● EXERCISE INSTRUCTIONS: Please repeat all of the listing exactly.
========================
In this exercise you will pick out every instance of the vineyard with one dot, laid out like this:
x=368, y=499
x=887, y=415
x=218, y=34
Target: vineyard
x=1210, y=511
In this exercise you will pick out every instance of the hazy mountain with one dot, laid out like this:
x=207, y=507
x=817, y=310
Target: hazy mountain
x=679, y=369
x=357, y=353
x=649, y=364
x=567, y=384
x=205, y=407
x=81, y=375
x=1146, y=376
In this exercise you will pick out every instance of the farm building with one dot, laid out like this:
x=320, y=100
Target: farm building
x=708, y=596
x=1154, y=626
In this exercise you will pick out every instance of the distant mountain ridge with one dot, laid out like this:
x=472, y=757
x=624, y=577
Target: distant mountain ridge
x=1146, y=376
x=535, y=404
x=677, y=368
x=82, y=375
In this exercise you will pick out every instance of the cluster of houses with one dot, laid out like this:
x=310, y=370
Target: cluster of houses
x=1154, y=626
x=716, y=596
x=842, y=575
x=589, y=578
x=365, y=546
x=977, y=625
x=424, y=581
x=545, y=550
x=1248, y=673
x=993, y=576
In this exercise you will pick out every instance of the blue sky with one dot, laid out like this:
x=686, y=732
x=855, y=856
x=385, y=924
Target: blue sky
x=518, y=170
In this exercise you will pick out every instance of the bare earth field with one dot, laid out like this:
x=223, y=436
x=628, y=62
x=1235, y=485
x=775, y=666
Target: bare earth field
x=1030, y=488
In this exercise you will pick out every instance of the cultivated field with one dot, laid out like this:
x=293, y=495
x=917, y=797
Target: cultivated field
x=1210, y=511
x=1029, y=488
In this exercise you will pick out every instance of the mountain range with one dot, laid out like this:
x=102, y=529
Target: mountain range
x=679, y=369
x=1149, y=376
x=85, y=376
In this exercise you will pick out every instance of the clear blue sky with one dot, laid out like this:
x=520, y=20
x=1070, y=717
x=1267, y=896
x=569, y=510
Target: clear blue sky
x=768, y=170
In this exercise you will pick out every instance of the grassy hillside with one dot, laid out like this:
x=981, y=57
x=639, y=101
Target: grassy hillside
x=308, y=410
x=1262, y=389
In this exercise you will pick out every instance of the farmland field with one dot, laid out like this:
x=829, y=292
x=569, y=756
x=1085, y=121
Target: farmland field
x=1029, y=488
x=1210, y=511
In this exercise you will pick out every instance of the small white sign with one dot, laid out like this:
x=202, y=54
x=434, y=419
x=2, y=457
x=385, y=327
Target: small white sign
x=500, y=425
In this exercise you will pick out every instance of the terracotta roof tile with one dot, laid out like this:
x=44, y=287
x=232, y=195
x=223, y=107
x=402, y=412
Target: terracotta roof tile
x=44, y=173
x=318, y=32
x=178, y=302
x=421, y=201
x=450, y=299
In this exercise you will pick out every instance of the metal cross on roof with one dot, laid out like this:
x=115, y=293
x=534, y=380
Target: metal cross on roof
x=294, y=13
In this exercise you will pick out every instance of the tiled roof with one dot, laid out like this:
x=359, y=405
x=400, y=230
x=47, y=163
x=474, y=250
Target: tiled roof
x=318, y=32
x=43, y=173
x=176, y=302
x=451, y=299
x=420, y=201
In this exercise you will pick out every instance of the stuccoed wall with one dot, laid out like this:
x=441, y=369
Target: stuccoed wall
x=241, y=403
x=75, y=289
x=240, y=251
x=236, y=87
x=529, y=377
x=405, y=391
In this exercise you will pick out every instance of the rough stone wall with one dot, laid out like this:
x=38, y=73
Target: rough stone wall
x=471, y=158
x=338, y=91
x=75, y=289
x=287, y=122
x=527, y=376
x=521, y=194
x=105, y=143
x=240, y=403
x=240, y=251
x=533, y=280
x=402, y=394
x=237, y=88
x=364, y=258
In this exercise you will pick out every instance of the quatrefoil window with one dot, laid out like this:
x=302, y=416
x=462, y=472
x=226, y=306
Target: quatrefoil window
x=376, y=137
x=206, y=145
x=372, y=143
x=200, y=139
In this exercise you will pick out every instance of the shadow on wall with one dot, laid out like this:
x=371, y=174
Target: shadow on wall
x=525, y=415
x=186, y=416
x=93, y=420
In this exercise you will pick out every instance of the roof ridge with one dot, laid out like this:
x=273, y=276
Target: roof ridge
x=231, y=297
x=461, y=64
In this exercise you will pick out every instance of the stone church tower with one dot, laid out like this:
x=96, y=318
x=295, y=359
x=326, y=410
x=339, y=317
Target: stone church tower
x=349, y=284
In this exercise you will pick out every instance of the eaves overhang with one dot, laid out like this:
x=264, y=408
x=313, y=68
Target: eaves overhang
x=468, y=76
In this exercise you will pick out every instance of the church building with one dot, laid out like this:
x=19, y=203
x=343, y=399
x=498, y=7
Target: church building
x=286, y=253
========================
● OUTPUT OF THE EXERCISE:
In this exercise you will pick out every instance of the vineyard with one dot, laid out like this:
x=368, y=499
x=887, y=415
x=218, y=34
Target: vineyard
x=1210, y=511
In this exercise you will pick out every instance of the hazy mountain with one dot, laid out like this:
x=207, y=507
x=817, y=310
Target: hazy mountain
x=679, y=369
x=357, y=353
x=649, y=364
x=567, y=384
x=205, y=407
x=81, y=375
x=1146, y=376
In this exercise you will pick out every instance of the farm building with one dot, laid out like this:
x=320, y=100
Target: farm building
x=708, y=596
x=1154, y=626
In this exercise you will pick out every instance of the distant mountain ridge with one dot, laid out like this:
x=472, y=757
x=624, y=577
Target: distant mountain ridge
x=1146, y=376
x=535, y=404
x=677, y=368
x=82, y=375
In this exercise you will pick out every instance of the cluster of houses with one dot, laid out like this:
x=310, y=370
Target: cluster of houses
x=1154, y=626
x=716, y=596
x=842, y=575
x=589, y=578
x=365, y=546
x=977, y=625
x=424, y=581
x=545, y=550
x=1248, y=673
x=993, y=576
In this exercise you will pick out every instance of the blue sky with one dot, laid out like this:
x=686, y=732
x=855, y=856
x=385, y=924
Target: blue sky
x=518, y=170
In this exercise you will pick out every instance of the bare earth field with one dot, laid out like this:
x=223, y=436
x=628, y=62
x=1235, y=485
x=775, y=666
Target: bare earth field
x=1030, y=488
In this exercise you will pick out every instance of the cultivated field with one dot, laid out like this:
x=293, y=495
x=917, y=797
Target: cultivated field
x=1210, y=511
x=1029, y=488
In this exercise you will pick out every instance of the mountain range with one dot, laid out like this:
x=102, y=529
Target: mountain range
x=679, y=369
x=1149, y=376
x=85, y=376
In this exercise you will pick out every instance of the clear blue sky with one dot, laid out like this:
x=520, y=20
x=1070, y=717
x=1267, y=896
x=569, y=510
Target: clear blue sky
x=768, y=170
In this exercise you will pick out every instance of the grassy hillside with one dot, laid out like this:
x=981, y=57
x=639, y=101
Target: grassy hillside
x=308, y=410
x=1262, y=389
In this exercise you will pick out every instance of the farmland field with one dot, laid out like this:
x=829, y=292
x=569, y=756
x=1085, y=121
Target: farmland field
x=1029, y=488
x=1210, y=511
In this exercise you will pick out every instance of the small white sign with one dot, laid out like this:
x=202, y=54
x=434, y=419
x=2, y=457
x=385, y=327
Target: small white sign
x=500, y=425
In this exercise you will pick out every instance of the terracotta roof tile with one dot, laid out like this:
x=44, y=287
x=232, y=195
x=223, y=107
x=402, y=412
Target: terracotta roof tile
x=44, y=173
x=318, y=32
x=178, y=302
x=421, y=201
x=450, y=299
In this exercise you will pick out every instance of the metal cross on roof with one dot, laid out like this:
x=115, y=293
x=534, y=380
Target: metal cross on roof
x=294, y=13
In this exercise you will pick out every instance of the tiled roof with one dot, laid out like this:
x=359, y=405
x=400, y=230
x=47, y=163
x=474, y=250
Target: tiled roof
x=318, y=32
x=43, y=173
x=176, y=302
x=451, y=299
x=420, y=201
In this exercise you will pick out every instance of the stuccoed wall with one dot, laid out like this:
x=441, y=369
Target: stuccoed wall
x=241, y=403
x=75, y=289
x=240, y=251
x=236, y=87
x=529, y=377
x=405, y=391
In this exercise you will pick out every instance of the rough stone wall with one dot, laid out like this:
x=38, y=73
Target: rough stone wall
x=471, y=158
x=338, y=91
x=75, y=289
x=287, y=122
x=527, y=376
x=521, y=194
x=105, y=143
x=240, y=403
x=240, y=251
x=533, y=280
x=402, y=394
x=237, y=88
x=364, y=258
In this exercise you will pick out every instance of the quatrefoil window with one dot, laid out like this:
x=302, y=416
x=462, y=472
x=226, y=306
Target: quatrefoil window
x=376, y=137
x=206, y=145
x=372, y=143
x=200, y=139
In this exercise you will pick out every instance of the shadow on wall with one dot, laid out like this:
x=371, y=174
Target: shadow on wall
x=525, y=415
x=186, y=416
x=93, y=420
In this exercise you will pick out every instance of the roof ridge with one dot, laid out like this:
x=273, y=276
Target: roof ridge
x=231, y=297
x=461, y=64
In this exercise you will pick out every instance of the stone church tower with one dot, laid out like this:
x=96, y=318
x=295, y=359
x=326, y=410
x=339, y=317
Target: stone church tower
x=349, y=284
In this exercise you will pick out every instance of the eaves overhang with one dot, laid out like this:
x=264, y=408
x=313, y=68
Target: eaves overhang
x=468, y=76
In this exercise you will pick out every instance of the church building with one dot, laid out like this:
x=19, y=203
x=343, y=399
x=498, y=7
Target: church building
x=286, y=253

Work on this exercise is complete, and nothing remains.